_Exercise_
Pull out every line of the records that contains the string "vegetation", matching case exactly.

_Data section_
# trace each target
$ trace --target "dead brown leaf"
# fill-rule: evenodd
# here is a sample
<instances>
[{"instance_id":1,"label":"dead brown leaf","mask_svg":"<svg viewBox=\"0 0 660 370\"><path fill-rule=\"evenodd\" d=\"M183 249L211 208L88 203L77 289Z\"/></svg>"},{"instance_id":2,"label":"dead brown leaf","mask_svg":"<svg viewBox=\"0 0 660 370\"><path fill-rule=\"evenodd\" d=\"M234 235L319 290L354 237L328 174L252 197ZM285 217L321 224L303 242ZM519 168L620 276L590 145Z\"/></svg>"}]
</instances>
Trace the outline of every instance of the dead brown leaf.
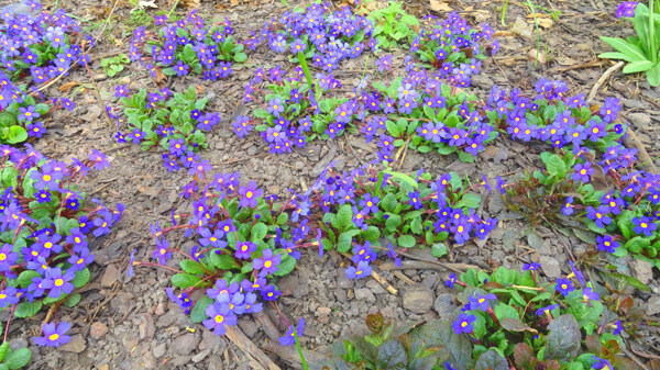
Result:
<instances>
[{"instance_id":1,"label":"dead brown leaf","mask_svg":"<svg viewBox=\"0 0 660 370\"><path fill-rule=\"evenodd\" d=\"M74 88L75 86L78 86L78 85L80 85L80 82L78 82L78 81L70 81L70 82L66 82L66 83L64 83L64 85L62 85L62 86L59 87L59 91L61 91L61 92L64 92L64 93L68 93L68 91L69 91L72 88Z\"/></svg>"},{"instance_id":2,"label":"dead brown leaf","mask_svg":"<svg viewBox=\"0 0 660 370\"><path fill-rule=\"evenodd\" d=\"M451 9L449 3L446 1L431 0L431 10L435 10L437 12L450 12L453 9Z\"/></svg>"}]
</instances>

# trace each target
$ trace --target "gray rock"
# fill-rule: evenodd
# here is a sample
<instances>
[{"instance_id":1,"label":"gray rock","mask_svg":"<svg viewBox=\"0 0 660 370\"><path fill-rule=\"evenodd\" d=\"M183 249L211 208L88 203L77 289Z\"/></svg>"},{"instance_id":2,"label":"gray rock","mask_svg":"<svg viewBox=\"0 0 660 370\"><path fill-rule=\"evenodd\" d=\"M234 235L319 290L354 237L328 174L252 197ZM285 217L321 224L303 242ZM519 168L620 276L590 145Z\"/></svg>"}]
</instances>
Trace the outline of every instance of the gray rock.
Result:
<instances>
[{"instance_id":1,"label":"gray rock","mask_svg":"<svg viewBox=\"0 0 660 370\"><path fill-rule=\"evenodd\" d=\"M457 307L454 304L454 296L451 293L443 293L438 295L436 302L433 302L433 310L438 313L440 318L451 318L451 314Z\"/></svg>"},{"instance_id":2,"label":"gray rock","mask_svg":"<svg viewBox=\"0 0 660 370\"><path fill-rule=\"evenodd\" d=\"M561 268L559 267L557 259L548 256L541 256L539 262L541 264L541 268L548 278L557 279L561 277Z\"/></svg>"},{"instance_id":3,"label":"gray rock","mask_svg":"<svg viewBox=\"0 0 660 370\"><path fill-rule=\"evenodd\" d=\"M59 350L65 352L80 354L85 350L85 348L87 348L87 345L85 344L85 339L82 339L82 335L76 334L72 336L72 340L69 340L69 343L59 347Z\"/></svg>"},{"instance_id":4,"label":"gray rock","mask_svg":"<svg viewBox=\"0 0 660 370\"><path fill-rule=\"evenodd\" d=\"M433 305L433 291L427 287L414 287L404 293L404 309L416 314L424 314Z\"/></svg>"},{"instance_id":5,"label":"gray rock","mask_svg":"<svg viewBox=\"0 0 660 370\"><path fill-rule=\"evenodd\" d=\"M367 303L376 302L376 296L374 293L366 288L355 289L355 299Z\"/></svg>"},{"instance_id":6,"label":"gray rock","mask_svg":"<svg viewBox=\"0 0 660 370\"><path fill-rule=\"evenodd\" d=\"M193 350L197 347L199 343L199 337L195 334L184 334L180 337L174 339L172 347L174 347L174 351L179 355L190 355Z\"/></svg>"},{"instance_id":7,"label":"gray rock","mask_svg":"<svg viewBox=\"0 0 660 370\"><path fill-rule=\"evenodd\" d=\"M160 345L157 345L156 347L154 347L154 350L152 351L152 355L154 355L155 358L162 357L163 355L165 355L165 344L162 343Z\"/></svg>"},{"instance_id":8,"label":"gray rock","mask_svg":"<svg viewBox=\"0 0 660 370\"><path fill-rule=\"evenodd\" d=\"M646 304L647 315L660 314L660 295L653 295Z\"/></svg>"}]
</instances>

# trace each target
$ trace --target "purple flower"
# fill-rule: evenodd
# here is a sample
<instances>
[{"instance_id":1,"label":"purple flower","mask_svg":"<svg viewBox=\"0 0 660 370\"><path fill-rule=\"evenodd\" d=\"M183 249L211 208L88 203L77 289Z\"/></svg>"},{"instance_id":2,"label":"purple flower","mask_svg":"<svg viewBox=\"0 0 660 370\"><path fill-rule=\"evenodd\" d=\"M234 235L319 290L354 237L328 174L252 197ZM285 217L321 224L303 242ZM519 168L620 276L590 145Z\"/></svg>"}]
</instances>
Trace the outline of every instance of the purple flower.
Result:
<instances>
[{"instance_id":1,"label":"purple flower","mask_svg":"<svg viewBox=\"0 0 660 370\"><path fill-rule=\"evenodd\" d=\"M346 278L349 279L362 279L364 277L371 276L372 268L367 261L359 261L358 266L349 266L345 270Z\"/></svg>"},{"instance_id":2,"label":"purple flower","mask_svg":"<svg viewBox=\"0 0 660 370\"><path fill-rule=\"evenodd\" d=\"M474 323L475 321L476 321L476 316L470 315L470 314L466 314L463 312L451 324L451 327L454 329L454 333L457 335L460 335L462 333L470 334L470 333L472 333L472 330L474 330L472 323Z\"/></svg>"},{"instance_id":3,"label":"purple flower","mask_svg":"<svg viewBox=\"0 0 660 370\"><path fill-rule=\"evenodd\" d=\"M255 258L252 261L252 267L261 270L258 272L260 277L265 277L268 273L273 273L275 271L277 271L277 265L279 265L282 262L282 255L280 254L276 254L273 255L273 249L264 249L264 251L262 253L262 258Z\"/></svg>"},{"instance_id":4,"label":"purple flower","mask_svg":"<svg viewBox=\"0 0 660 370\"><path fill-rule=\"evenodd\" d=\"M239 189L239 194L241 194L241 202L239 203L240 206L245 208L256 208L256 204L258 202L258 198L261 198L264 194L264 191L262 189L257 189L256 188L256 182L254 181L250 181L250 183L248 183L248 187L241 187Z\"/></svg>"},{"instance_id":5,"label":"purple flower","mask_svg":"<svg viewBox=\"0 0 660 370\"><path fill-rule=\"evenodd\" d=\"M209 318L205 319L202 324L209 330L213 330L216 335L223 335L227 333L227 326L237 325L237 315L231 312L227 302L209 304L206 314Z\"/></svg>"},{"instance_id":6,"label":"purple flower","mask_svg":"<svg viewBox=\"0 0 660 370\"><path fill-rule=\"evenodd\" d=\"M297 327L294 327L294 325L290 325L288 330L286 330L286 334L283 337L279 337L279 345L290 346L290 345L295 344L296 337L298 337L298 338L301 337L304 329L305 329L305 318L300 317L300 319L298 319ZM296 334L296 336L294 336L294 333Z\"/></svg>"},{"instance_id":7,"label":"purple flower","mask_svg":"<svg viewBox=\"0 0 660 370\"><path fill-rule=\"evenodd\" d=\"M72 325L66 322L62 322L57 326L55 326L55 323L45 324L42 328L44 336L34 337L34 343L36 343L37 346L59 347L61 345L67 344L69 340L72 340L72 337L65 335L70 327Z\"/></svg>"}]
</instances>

---

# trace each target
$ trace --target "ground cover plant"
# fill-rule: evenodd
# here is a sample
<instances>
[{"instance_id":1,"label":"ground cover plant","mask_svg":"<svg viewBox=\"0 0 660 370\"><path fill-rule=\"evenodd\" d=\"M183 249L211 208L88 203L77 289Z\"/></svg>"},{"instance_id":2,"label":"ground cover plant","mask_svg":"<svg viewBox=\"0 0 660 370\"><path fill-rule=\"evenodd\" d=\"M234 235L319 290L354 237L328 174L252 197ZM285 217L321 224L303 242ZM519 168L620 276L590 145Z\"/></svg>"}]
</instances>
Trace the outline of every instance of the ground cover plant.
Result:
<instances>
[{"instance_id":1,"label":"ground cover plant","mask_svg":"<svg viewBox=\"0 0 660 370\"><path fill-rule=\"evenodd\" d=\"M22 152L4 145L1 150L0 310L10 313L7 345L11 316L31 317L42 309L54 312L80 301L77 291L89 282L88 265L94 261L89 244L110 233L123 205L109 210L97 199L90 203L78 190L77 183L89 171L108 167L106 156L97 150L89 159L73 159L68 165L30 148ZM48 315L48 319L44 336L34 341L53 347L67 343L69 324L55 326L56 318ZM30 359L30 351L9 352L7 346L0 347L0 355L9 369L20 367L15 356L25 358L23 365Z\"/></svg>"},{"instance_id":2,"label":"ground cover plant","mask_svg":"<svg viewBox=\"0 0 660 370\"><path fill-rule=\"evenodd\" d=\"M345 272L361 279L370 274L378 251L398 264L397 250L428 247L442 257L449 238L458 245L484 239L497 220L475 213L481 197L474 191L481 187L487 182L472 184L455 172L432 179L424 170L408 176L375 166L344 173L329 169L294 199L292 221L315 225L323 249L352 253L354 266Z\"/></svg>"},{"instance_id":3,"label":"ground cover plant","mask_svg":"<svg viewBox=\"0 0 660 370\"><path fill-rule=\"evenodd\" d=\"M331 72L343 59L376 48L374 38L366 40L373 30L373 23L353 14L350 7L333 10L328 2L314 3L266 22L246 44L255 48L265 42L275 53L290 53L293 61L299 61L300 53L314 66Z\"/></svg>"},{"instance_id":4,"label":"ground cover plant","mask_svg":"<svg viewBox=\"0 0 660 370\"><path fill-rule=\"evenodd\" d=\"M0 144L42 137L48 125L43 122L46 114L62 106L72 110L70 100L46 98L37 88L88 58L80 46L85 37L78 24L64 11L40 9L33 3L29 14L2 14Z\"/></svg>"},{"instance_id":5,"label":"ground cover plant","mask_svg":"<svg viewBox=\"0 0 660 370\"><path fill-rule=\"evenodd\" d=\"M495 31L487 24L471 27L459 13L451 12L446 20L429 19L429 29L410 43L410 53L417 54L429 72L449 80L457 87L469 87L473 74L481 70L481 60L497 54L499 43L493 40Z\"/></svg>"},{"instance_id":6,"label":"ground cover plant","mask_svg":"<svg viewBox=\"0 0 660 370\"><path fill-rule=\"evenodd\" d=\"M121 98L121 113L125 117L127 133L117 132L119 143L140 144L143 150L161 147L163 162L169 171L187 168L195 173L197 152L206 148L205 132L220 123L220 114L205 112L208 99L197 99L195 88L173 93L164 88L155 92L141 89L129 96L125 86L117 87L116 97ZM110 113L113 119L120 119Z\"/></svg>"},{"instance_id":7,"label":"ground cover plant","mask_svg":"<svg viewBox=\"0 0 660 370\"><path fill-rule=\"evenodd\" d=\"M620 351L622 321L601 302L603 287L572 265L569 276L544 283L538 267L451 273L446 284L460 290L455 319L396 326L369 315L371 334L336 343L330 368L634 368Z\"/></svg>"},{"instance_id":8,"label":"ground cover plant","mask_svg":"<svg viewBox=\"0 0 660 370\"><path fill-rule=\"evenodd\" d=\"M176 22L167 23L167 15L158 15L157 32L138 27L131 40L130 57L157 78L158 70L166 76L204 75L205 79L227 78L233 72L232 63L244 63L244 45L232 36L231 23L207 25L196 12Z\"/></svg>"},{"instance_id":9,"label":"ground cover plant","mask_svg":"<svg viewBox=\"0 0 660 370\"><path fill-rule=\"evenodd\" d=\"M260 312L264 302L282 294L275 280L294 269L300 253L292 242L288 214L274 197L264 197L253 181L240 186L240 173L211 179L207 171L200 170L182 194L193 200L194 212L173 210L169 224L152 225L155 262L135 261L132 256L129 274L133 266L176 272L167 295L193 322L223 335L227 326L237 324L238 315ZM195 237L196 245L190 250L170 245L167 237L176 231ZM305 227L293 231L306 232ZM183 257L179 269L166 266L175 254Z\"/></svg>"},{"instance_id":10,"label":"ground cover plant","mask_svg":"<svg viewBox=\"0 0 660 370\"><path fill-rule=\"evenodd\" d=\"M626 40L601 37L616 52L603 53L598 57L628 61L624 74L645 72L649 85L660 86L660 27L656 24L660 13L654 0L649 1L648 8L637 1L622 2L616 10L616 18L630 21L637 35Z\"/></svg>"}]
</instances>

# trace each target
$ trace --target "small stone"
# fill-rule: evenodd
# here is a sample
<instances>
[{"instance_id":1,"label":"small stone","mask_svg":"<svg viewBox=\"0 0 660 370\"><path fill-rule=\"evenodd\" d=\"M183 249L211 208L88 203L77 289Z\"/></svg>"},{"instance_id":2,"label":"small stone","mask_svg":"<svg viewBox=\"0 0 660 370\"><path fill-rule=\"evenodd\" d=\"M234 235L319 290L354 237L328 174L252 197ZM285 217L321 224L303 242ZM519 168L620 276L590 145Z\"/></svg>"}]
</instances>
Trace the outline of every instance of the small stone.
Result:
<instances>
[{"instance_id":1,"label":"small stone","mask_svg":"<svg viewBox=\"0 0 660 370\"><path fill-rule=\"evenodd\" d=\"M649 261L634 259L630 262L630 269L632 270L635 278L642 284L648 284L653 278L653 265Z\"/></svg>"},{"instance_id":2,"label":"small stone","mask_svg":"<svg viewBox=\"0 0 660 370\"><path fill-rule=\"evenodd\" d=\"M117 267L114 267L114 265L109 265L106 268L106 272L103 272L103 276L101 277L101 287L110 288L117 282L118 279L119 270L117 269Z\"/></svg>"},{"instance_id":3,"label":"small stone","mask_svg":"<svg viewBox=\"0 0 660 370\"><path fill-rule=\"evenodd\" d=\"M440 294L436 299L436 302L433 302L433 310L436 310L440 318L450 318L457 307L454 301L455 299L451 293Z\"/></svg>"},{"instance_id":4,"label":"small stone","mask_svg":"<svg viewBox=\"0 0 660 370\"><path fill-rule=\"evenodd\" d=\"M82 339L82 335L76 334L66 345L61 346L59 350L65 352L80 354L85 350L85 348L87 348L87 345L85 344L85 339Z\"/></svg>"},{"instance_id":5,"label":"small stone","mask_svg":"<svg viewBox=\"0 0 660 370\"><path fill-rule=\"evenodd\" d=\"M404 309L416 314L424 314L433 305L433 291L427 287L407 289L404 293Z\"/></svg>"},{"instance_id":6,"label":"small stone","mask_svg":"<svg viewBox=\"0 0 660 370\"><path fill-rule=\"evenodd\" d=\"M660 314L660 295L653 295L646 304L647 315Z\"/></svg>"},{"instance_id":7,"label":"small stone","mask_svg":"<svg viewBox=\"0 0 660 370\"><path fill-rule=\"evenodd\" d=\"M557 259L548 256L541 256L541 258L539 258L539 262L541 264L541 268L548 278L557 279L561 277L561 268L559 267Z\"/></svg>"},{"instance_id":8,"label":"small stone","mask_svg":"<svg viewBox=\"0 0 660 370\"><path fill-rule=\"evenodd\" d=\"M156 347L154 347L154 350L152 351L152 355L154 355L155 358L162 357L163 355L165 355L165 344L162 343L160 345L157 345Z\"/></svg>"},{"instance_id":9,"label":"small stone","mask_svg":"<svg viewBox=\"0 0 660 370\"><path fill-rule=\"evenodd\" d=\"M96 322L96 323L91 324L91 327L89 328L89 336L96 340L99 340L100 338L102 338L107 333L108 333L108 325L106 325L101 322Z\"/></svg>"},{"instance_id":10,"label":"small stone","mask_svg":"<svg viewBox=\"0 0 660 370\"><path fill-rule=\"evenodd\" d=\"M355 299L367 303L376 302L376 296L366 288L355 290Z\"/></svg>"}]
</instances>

* * *

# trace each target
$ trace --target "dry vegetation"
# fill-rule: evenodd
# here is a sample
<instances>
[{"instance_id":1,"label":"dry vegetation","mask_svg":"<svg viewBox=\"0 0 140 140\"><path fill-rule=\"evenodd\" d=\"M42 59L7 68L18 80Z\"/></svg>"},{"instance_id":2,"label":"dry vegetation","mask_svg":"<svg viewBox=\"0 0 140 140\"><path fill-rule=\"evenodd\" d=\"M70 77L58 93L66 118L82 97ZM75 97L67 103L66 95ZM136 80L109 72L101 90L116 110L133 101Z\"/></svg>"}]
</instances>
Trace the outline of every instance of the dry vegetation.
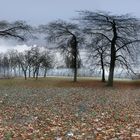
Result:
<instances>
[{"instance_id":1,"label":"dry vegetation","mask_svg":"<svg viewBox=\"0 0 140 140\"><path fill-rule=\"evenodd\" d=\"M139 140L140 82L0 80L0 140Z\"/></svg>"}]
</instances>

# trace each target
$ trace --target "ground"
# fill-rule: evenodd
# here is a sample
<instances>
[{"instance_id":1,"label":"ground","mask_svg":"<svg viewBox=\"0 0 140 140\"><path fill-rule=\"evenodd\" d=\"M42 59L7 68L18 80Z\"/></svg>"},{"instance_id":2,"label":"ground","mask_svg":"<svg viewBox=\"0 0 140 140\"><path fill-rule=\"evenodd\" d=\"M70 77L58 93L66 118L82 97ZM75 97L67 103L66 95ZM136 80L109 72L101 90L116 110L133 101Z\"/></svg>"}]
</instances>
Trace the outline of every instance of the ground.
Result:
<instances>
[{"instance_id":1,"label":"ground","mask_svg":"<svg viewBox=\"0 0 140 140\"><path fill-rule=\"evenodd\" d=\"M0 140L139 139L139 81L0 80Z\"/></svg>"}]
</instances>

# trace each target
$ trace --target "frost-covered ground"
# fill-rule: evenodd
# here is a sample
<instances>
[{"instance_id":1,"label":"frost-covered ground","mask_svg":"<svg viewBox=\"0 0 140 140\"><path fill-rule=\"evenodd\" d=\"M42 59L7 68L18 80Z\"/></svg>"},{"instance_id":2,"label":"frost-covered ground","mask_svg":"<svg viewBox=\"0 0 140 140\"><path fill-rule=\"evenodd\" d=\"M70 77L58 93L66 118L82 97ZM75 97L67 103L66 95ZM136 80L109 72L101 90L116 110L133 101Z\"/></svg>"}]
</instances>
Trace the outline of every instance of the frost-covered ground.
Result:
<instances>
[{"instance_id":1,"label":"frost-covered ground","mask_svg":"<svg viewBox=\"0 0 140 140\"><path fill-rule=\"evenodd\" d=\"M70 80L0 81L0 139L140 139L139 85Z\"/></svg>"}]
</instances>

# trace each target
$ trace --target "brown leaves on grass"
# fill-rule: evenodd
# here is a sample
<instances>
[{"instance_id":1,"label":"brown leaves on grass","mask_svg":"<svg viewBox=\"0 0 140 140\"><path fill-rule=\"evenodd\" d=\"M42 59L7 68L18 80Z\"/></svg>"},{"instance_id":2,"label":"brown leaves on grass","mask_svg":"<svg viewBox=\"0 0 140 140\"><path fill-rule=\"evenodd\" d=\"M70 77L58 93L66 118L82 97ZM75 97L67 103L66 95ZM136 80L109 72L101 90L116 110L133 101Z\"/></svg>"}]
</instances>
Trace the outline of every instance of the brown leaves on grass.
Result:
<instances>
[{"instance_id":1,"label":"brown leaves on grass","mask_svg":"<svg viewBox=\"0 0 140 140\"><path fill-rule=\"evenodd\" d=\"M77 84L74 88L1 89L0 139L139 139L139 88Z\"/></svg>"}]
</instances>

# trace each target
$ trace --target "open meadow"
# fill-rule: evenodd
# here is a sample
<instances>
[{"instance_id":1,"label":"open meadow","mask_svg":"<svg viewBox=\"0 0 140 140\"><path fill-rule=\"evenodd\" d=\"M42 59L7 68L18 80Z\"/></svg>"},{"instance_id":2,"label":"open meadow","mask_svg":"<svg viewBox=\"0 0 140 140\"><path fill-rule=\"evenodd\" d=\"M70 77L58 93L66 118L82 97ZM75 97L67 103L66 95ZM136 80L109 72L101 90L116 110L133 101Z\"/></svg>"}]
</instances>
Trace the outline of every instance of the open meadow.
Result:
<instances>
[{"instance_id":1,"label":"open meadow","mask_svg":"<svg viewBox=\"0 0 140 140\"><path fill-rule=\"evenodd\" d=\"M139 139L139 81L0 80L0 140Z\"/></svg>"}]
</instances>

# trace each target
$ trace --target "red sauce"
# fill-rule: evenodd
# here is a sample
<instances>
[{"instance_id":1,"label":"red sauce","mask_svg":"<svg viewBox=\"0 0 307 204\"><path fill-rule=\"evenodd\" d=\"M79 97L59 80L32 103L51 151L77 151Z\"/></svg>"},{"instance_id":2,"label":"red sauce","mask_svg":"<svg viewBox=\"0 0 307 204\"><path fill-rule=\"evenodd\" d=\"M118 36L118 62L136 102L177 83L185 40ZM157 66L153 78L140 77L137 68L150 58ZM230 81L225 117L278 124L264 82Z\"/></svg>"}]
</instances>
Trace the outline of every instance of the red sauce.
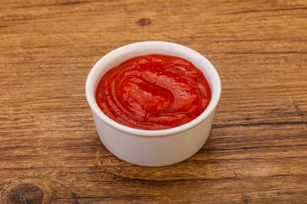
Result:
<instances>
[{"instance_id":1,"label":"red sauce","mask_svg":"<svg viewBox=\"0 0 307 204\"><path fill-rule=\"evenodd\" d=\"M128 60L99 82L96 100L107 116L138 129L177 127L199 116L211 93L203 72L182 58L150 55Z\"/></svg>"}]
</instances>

_Right answer_
$ trace --target "dry vegetation"
[{"instance_id":1,"label":"dry vegetation","mask_svg":"<svg viewBox=\"0 0 140 140\"><path fill-rule=\"evenodd\" d=\"M42 59L7 68L18 80Z\"/></svg>"},{"instance_id":2,"label":"dry vegetation","mask_svg":"<svg viewBox=\"0 0 140 140\"><path fill-rule=\"evenodd\" d=\"M70 77L58 93L66 118L82 97ZM75 97L67 103L66 95ZM136 80L109 72L101 90L116 110L133 101Z\"/></svg>"}]
Trace the outline of every instance of the dry vegetation.
[{"instance_id":1,"label":"dry vegetation","mask_svg":"<svg viewBox=\"0 0 140 140\"><path fill-rule=\"evenodd\" d=\"M139 140L140 82L0 80L0 140Z\"/></svg>"}]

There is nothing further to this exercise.